Aim of the exercise
Copy the records below exactly. Include all of them.

[Referring expression data]

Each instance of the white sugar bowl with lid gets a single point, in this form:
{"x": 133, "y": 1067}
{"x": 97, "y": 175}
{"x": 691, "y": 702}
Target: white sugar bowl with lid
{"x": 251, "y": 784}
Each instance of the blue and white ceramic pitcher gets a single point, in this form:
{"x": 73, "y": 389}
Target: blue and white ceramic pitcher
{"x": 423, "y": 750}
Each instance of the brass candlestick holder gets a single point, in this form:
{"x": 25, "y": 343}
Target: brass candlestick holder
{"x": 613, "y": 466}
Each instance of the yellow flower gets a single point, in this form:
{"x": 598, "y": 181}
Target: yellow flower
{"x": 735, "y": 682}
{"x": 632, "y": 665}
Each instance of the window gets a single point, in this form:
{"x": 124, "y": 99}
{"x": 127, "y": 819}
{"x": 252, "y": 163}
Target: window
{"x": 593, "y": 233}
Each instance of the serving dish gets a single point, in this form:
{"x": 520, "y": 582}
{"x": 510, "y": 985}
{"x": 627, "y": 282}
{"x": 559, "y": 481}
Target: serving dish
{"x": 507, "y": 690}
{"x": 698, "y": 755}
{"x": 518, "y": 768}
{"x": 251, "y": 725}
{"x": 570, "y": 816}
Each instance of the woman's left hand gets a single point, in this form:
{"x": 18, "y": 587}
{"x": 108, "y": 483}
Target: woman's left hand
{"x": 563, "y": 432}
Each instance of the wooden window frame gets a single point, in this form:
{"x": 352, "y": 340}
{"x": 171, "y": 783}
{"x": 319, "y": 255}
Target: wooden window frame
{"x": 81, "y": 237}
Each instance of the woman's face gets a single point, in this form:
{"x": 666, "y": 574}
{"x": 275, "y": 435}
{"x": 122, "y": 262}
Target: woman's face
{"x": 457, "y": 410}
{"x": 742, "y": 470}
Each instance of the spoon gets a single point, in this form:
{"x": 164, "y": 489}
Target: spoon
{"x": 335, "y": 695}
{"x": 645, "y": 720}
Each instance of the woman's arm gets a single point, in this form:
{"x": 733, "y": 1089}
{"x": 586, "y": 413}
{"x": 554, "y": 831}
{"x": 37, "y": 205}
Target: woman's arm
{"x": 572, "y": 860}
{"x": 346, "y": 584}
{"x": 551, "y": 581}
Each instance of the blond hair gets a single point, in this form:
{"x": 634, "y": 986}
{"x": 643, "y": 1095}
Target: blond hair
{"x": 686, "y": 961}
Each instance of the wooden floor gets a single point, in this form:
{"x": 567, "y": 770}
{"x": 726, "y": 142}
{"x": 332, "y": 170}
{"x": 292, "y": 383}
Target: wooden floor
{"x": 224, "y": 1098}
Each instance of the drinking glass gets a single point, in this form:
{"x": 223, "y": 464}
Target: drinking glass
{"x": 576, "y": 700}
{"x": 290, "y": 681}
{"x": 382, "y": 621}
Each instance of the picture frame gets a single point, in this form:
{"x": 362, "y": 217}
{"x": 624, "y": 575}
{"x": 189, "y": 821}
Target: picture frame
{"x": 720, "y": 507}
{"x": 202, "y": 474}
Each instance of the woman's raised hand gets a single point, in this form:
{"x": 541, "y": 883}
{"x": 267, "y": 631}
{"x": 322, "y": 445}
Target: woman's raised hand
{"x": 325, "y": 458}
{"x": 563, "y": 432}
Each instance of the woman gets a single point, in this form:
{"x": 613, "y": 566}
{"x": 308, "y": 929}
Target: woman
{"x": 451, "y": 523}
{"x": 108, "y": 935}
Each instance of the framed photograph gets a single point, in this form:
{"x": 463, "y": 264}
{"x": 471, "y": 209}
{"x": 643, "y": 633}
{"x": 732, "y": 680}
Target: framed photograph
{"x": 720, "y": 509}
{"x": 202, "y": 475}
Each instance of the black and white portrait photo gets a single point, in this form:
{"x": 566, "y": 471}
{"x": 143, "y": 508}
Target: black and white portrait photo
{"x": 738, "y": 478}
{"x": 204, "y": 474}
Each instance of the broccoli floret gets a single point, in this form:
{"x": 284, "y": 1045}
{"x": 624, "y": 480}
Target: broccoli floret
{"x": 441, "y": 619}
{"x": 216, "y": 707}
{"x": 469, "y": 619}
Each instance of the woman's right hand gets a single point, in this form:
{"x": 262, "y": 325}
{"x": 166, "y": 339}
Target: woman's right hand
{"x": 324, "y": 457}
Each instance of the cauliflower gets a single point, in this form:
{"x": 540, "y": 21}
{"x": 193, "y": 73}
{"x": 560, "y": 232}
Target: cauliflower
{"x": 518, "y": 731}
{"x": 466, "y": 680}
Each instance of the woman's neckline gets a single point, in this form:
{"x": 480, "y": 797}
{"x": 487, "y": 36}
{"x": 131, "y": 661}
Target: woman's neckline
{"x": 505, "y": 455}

Output for this exercise
Each instance of the white sugar bowl with lid gets a single point, in this form:
{"x": 133, "y": 1067}
{"x": 97, "y": 175}
{"x": 691, "y": 702}
Target: white sugar bowl with lid
{"x": 251, "y": 784}
Each instance of the blue and white ceramic pitcher gets a single point, in this form:
{"x": 73, "y": 389}
Target: blue and white ceramic pitcher
{"x": 423, "y": 750}
Each instance of the brass candlestick holder gets a single point, in this form:
{"x": 25, "y": 343}
Target: brass candlestick holder
{"x": 613, "y": 466}
Each instance of the yellow flower gets a single point, in this form:
{"x": 598, "y": 181}
Target: yellow flower
{"x": 735, "y": 682}
{"x": 632, "y": 665}
Each instance of the window gets a single point, in this form:
{"x": 124, "y": 99}
{"x": 127, "y": 819}
{"x": 252, "y": 163}
Target: window
{"x": 593, "y": 233}
Each instance of the serving dish gets a single point, in this form:
{"x": 520, "y": 582}
{"x": 510, "y": 985}
{"x": 627, "y": 282}
{"x": 559, "y": 481}
Target: serving dish
{"x": 507, "y": 690}
{"x": 698, "y": 755}
{"x": 518, "y": 768}
{"x": 251, "y": 725}
{"x": 570, "y": 816}
Each instance of the woman's left hand gets a single point, in this form:
{"x": 18, "y": 587}
{"x": 108, "y": 483}
Target: woman's left hand
{"x": 563, "y": 432}
Each instance of the wooden window frame gets a single point, in this form:
{"x": 352, "y": 340}
{"x": 171, "y": 783}
{"x": 319, "y": 255}
Target: wooden window frame
{"x": 81, "y": 237}
Each instance of the woman's face gets a single point, in this form:
{"x": 666, "y": 574}
{"x": 275, "y": 435}
{"x": 122, "y": 262}
Target: woman's face
{"x": 457, "y": 410}
{"x": 742, "y": 470}
Each instance of the spoon gets a single point, in this form:
{"x": 164, "y": 489}
Target: spoon
{"x": 335, "y": 695}
{"x": 645, "y": 720}
Each instance of the woman's arm gets a single point, in this form:
{"x": 733, "y": 1089}
{"x": 586, "y": 413}
{"x": 554, "y": 831}
{"x": 37, "y": 205}
Target: woman's arm
{"x": 572, "y": 860}
{"x": 346, "y": 584}
{"x": 551, "y": 581}
Each instance of the blond hair gets a single point, in this form:
{"x": 634, "y": 986}
{"x": 643, "y": 1095}
Target: blond hair
{"x": 686, "y": 961}
Each instance of the wooden floor gets a single point, in this form:
{"x": 567, "y": 770}
{"x": 726, "y": 142}
{"x": 332, "y": 170}
{"x": 292, "y": 383}
Target: wooden floor
{"x": 224, "y": 1098}
Each instance of the drinking glass gets a single point, in this form:
{"x": 223, "y": 464}
Target: drinking glass
{"x": 576, "y": 700}
{"x": 290, "y": 681}
{"x": 382, "y": 621}
Each instance of the picture frame gets a single point, in this form:
{"x": 362, "y": 217}
{"x": 624, "y": 575}
{"x": 189, "y": 821}
Target: picture frame
{"x": 720, "y": 507}
{"x": 202, "y": 474}
Each instance of the woman's raised hand gets a single point, in this form:
{"x": 541, "y": 883}
{"x": 267, "y": 631}
{"x": 322, "y": 445}
Target: woman's raised hand
{"x": 325, "y": 458}
{"x": 563, "y": 432}
Each instance of the woman gets a single point, in this form:
{"x": 613, "y": 566}
{"x": 308, "y": 929}
Target: woman
{"x": 451, "y": 523}
{"x": 108, "y": 935}
Each instance of the framed photograph gets a single point, in this form:
{"x": 463, "y": 264}
{"x": 471, "y": 209}
{"x": 643, "y": 633}
{"x": 732, "y": 680}
Target: framed photograph
{"x": 720, "y": 509}
{"x": 202, "y": 475}
Each instance of the black and white portrait photo gets a single point, in this form:
{"x": 566, "y": 471}
{"x": 143, "y": 508}
Target: black and white portrait photo
{"x": 738, "y": 478}
{"x": 204, "y": 474}
Each instance of the broccoli floret gets a single point, in this form:
{"x": 284, "y": 1045}
{"x": 624, "y": 480}
Target: broccoli floret
{"x": 441, "y": 619}
{"x": 216, "y": 707}
{"x": 469, "y": 619}
Each instance of the woman's right hand gets a single point, in this form:
{"x": 262, "y": 325}
{"x": 166, "y": 339}
Target: woman's right hand
{"x": 324, "y": 457}
Each instance of the cauliflower gets a single point, in this form:
{"x": 540, "y": 21}
{"x": 193, "y": 73}
{"x": 560, "y": 232}
Target: cauliflower
{"x": 518, "y": 731}
{"x": 466, "y": 680}
Each instance of the woman's neckline gets a single point, in this form:
{"x": 480, "y": 797}
{"x": 487, "y": 36}
{"x": 131, "y": 661}
Target: woman's neckline
{"x": 505, "y": 455}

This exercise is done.